-- WHAT IS EXPECTED --
A faithful transcription is wanted of the lines from the top of the material through the line that holds "the mountain ridge.", both ends included, leaving out the pictures.
[[ DATA EXTRACT, beginning ]]
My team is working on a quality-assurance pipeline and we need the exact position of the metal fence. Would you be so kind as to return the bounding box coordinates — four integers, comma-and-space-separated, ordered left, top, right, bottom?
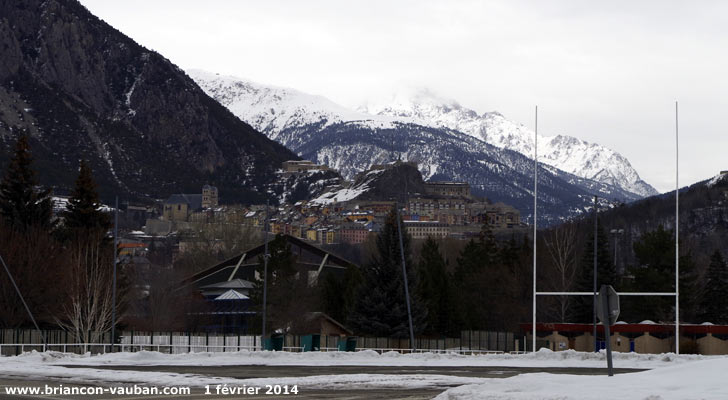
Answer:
0, 329, 112, 356
1, 329, 521, 356
118, 331, 262, 354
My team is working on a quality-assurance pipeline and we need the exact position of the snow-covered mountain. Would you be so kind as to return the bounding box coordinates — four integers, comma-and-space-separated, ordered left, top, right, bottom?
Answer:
361, 90, 657, 198
189, 70, 656, 224
188, 70, 397, 141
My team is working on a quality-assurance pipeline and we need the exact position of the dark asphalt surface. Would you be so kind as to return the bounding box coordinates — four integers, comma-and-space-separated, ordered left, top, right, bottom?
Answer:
0, 365, 646, 399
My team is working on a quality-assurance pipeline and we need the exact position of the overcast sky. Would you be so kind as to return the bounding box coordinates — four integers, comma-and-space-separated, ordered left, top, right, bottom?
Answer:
80, 0, 728, 193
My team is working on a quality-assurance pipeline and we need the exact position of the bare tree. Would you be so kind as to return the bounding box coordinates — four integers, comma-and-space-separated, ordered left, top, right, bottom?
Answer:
544, 223, 578, 321
56, 232, 116, 346
175, 223, 261, 275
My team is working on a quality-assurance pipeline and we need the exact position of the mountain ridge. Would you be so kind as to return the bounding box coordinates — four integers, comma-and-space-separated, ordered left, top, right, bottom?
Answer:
361, 89, 658, 198
0, 0, 297, 203
190, 70, 655, 224
190, 70, 656, 199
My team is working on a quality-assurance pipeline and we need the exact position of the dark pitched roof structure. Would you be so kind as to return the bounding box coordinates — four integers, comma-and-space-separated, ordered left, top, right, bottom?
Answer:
165, 194, 203, 210
178, 234, 358, 290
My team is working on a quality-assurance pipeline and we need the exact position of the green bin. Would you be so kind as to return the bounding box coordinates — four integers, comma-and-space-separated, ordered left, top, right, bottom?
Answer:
264, 335, 284, 351
301, 334, 321, 352
337, 336, 357, 352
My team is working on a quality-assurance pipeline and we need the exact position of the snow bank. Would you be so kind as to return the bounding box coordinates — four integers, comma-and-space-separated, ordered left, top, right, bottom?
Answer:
1, 348, 713, 369
435, 357, 728, 400
0, 349, 725, 394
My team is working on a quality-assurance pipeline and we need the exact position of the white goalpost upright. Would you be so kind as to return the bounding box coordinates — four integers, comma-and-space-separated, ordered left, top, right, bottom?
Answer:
532, 106, 538, 354
531, 104, 681, 355
675, 101, 680, 355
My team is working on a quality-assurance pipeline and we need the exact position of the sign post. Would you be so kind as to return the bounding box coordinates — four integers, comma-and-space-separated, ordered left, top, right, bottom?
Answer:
597, 284, 620, 376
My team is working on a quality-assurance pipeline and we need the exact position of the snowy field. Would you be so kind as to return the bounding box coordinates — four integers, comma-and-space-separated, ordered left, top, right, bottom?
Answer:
435, 357, 728, 400
0, 349, 725, 399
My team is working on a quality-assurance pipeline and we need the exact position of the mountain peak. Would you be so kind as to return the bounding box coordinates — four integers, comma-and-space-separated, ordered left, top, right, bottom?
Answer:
360, 87, 475, 122
191, 71, 658, 200
363, 92, 658, 198
188, 69, 397, 140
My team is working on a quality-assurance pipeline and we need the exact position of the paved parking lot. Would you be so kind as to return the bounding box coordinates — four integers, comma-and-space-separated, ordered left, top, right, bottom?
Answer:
0, 365, 644, 399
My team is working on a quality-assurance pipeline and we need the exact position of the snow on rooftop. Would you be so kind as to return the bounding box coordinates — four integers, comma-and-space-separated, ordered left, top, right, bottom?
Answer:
214, 290, 249, 301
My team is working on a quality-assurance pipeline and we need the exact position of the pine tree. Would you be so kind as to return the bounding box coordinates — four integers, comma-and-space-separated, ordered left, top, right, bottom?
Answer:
320, 264, 362, 325
0, 135, 53, 230
699, 250, 728, 324
452, 224, 506, 330
252, 234, 299, 333
348, 207, 427, 337
416, 237, 457, 336
62, 160, 110, 232
54, 160, 117, 340
622, 225, 697, 322
453, 239, 485, 329
572, 221, 614, 322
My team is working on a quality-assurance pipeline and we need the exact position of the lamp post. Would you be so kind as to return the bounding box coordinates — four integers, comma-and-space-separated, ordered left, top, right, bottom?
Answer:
610, 229, 624, 274
261, 199, 270, 347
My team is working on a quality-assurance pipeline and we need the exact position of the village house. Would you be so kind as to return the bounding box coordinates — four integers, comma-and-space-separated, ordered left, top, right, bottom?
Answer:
282, 160, 330, 175
339, 222, 373, 244
162, 185, 218, 222
403, 220, 450, 240
424, 181, 471, 198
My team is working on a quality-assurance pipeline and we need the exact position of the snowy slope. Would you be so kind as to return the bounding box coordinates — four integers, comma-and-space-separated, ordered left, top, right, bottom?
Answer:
190, 70, 654, 199
361, 89, 658, 198
189, 70, 653, 224
188, 70, 397, 143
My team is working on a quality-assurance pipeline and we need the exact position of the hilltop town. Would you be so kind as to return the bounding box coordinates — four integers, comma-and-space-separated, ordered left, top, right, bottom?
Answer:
101, 160, 521, 262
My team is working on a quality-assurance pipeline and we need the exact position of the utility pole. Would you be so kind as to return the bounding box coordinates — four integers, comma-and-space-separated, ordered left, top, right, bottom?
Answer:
593, 195, 598, 352
396, 207, 416, 352
262, 199, 270, 348
111, 196, 118, 350
610, 229, 624, 273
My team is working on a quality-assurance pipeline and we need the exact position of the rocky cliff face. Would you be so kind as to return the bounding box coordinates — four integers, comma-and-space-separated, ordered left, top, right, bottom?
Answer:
191, 71, 658, 224
0, 0, 297, 202
192, 71, 657, 200
362, 90, 658, 199
311, 162, 427, 205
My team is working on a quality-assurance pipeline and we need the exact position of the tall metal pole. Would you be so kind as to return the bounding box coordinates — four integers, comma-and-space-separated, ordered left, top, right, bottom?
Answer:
0, 254, 46, 347
396, 207, 416, 351
262, 199, 270, 346
532, 105, 538, 353
111, 196, 118, 349
593, 195, 598, 352
675, 101, 680, 355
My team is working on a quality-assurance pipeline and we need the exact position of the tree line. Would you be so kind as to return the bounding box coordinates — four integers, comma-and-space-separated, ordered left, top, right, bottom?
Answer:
249, 204, 728, 340
0, 135, 118, 342
3, 134, 725, 341
541, 217, 728, 325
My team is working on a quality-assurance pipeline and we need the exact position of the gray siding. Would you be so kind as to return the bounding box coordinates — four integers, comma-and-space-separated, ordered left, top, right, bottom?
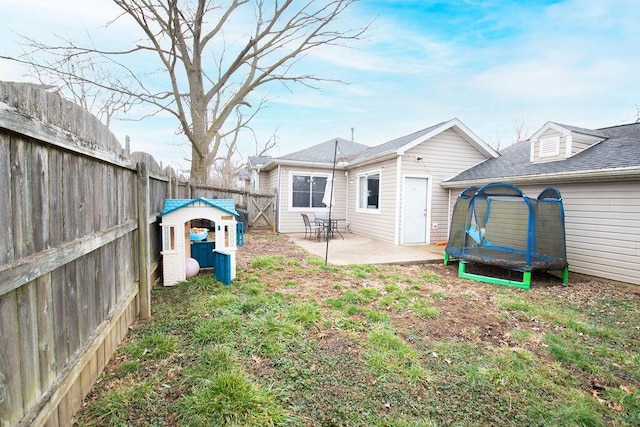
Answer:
346, 158, 398, 243
277, 166, 348, 234
571, 134, 597, 156
555, 181, 640, 285
449, 181, 640, 286
405, 128, 489, 244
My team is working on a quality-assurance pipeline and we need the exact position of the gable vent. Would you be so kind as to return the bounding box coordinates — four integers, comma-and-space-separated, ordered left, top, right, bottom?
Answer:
539, 136, 560, 157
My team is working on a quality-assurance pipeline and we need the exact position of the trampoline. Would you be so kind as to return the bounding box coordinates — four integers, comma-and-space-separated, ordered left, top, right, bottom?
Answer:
444, 183, 568, 289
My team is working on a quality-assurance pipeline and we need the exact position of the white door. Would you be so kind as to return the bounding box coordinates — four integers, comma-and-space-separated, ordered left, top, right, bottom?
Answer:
403, 177, 428, 244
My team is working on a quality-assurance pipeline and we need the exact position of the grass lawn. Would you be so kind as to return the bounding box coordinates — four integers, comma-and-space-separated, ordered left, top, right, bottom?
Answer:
75, 233, 640, 426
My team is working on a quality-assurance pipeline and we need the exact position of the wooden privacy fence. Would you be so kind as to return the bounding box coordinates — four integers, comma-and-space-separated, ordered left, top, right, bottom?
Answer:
0, 82, 274, 426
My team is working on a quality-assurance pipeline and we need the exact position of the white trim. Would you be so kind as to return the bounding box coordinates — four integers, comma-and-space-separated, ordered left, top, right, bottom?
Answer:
565, 134, 573, 157
253, 169, 261, 191
277, 165, 282, 232
447, 188, 452, 241
529, 121, 571, 141
345, 170, 350, 226
394, 156, 402, 245
396, 118, 499, 159
287, 170, 331, 211
530, 139, 535, 162
400, 174, 432, 245
355, 168, 382, 214
441, 166, 640, 188
160, 223, 178, 254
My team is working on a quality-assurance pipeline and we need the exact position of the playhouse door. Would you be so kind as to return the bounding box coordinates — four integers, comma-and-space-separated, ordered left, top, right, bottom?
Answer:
403, 177, 429, 244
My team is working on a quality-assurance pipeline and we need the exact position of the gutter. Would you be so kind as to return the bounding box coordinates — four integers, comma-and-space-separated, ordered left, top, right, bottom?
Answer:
259, 159, 349, 171
347, 151, 398, 169
441, 166, 640, 188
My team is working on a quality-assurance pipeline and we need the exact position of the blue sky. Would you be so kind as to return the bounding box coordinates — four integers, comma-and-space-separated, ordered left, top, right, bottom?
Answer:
1, 0, 639, 172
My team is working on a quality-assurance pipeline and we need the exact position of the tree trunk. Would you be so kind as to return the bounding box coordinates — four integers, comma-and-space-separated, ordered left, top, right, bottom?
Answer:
190, 146, 209, 185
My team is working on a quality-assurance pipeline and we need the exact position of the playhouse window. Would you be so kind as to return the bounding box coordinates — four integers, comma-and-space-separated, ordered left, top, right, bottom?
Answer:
291, 174, 328, 208
358, 173, 380, 210
163, 226, 176, 251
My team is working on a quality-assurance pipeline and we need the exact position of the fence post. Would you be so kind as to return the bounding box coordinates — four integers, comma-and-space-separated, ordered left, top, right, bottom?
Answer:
137, 162, 151, 319
170, 176, 178, 199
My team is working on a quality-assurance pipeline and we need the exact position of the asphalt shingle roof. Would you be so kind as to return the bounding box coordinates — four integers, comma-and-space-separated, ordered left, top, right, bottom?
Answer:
280, 137, 370, 163
350, 122, 446, 163
445, 122, 640, 183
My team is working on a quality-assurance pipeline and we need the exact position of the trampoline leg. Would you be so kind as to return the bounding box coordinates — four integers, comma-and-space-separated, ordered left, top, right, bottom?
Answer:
562, 266, 569, 285
523, 271, 531, 287
443, 252, 450, 265
458, 262, 531, 290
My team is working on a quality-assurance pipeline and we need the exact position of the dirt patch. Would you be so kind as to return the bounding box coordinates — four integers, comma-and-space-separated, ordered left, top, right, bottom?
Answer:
238, 231, 639, 352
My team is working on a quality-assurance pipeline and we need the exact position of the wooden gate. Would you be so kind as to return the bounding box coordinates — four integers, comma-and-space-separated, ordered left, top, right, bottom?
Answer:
247, 194, 276, 230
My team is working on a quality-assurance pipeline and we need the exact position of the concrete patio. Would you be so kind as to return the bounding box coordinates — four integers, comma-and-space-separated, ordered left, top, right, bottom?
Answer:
290, 232, 445, 265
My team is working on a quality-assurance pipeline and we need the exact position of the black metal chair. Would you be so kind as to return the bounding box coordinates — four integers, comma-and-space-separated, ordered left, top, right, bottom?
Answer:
301, 213, 321, 239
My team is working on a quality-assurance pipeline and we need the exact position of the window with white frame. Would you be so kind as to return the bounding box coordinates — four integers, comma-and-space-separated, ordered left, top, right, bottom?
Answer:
162, 226, 176, 252
358, 172, 380, 210
539, 136, 560, 157
291, 174, 328, 208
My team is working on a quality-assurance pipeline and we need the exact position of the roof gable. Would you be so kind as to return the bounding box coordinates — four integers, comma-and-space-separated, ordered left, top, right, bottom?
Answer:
529, 121, 607, 163
160, 197, 238, 217
349, 118, 499, 164
444, 122, 640, 186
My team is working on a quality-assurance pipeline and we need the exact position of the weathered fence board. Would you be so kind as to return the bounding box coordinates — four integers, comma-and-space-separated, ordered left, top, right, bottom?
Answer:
0, 134, 12, 265
0, 290, 23, 425
0, 220, 138, 297
35, 273, 56, 392
0, 81, 276, 426
17, 282, 41, 409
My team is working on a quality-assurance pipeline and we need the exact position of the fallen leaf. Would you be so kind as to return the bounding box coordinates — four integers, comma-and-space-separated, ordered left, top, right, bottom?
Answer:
[[ DATA EXTRACT, end ]]
-- REPLY --
My team is working on a quality-assurance pipeline and we need the exact position of the metal fence. Would you be so kind as to return the bounding box coordinates — four integers, comma-and-space-separated, ordered left, top, right, bottom?
Answer:
0, 329, 112, 356
1, 329, 521, 356
118, 331, 262, 354
My team is working on a quality-assurance pipeline and we need the exact position of the snow-covered mountain. Would you be so kind as to return the bounding box coordinates — four integers, comma-and-space-separated, ordered left, top, right, bottom?
Answer:
361, 90, 657, 198
189, 70, 656, 224
188, 70, 397, 141
My team is working on a quality-assurance pipeline and we need the exact position of the dark asphalt surface. Would you be so kind as to return the bounding box coordinates — four integers, comma-and-space-separated, ordered left, top, right, bottom?
Answer:
0, 365, 646, 399
My team is working on a quality-assurance pipeline and we need the exact position of the overcast sky. Would you be so kind as to return the bounding box coordinates — four integers, comma-and-space-separated, ordered left, top, right, bottom?
Answer:
80, 0, 728, 193
My team is working on a quality-assurance pipeline and we need the exact position of the bare tree. Would you be so kind as to return the bounding box coordinates — four integers, comma-and-space-separated, ordered left, top, right, bottom?
Answer:
544, 223, 578, 321
56, 232, 116, 346
175, 223, 261, 275
My team is working on a quality-assurance pipeline and we need the exact position of the mountain ridge. Would you be so kind as to return the bounding box coordinates — four integers, comma-and-space-separated, ordered left, top, right, bottom?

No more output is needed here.